** Source text **
More like Choose Your Own Gruesome Death
January 2, 2005 12:48 PM   Subscribe

"In a text with only six favorable outcomes amid some thirty-eight possible conclusions, indeed the reader seems intensely vulnerable – even doomed perhaps – if he were to travel only a single path. The odds, quite simply, are against him."

Click here to investigate the unforgiving plot of The Third Planet from Altair, by Edward Packard.
Click here for the definitive database of information about Choose Your Own Adventure-style stories
Click here to write your own CYOA story.
posted by Hildago (33 comments total) 9 users marked this as a favorite
 
Apologies if the formatting bothers anybody, or messes up anybody's 1024x768 or less resolution. It was too tempting to resist, I'm afraid.
posted by Hildago at 12:49 PM on January 2, 2005


I remember The Third Planet from Altair very well. The real CYOA series were way better than their many imitators (although RPG mavens TSR made some interesting ones, sometimes with more of a puzzle element, as in The Pillars of Pentegarn). I loved 'em, and have passed them on to another generation. But when I found out about Infocom it was all over.
posted by Wolfdog at 12:55 PM on January 2, 2005


Ooh, Prisoner of the Ant People was one of my favorites. Thanks for the link, Hildago. Big nostalgia.
posted by Wolfdog at 12:57 PM on January 2, 2005


The graphical representation of the complete game is an interesting graph: I wonder if there is an optimum degree of branching for successful games? Too many choices at each node, and you don't get any depth. Too few and you have a restricted and frustrating time. Hmmm. Probably a matter of art rather than science.

** Short problem 1 **
Write the records below as a two-column CSV with the columns "request" and "response" and one row for each request. Put the request text and its answer each in a single quoted field, with line breaks turned into spaces.

** Data records **
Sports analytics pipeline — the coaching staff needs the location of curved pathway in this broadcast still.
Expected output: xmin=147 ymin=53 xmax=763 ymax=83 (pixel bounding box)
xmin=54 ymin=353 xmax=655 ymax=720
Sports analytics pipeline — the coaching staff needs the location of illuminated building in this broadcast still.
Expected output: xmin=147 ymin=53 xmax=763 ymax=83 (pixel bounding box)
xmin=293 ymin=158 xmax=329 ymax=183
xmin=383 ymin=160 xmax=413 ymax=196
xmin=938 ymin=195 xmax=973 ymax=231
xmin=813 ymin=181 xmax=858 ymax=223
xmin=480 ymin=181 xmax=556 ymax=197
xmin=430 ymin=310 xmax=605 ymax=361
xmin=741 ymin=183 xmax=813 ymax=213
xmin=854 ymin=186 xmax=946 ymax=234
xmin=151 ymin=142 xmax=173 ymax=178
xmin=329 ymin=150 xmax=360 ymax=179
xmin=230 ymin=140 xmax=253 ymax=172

** Short problem 2 **
Retype the stretch of the Choose Your Own Adventure thread from "The graphical representation" through "rather than science.", word for word.

** Solution 1 **
request,response
"Sports analytics pipeline — the coaching staff needs the location of curved pathway in this broadcast still. Expected output: xmin=147 ymin=53 xmax=763 ymax=83 (pixel bounding box)","xmin=54 ymin=353 xmax=655 ymax=720"
"Sports analytics pipeline — the coaching staff needs the location of illuminated building in this broadcast still. Expected output: xmin=147 ymin=53 xmax=763 ymax=83 (pixel bounding box)","xmin=293 ymin=158 xmax=329 ymax=183 xmin=383 ymin=160 xmax=413 ymax=196 xmin=938 ymin=195 xmax=973 ymax=231 xmin=813 ymin=181 xmax=858 ymax=223 xmin=480 ymin=181 xmax=556 ymax=197 xmin=430 ymin=310 xmax=605 ymax=361 xmin=741 ymin=183 xmax=813 ymax=213 xmin=854 ymin=186 xmax=946 ymax=234 xmin=151 ymin=142 xmax=173 ymax=178 xmin=329 ymin=150 xmax=360 ymax=179 xmin=230 ymin=140 xmax=253 ymax=172"

** Solution 2 **
The graphical representation of the complete game is an interesting graph: I wonder if there is an optimum degree of branching for successful games? Too many choices at each node, and you don't get any depth. Too few and you have a restricted and frustrating time. Hmmm. Probably a matter of art rather than science.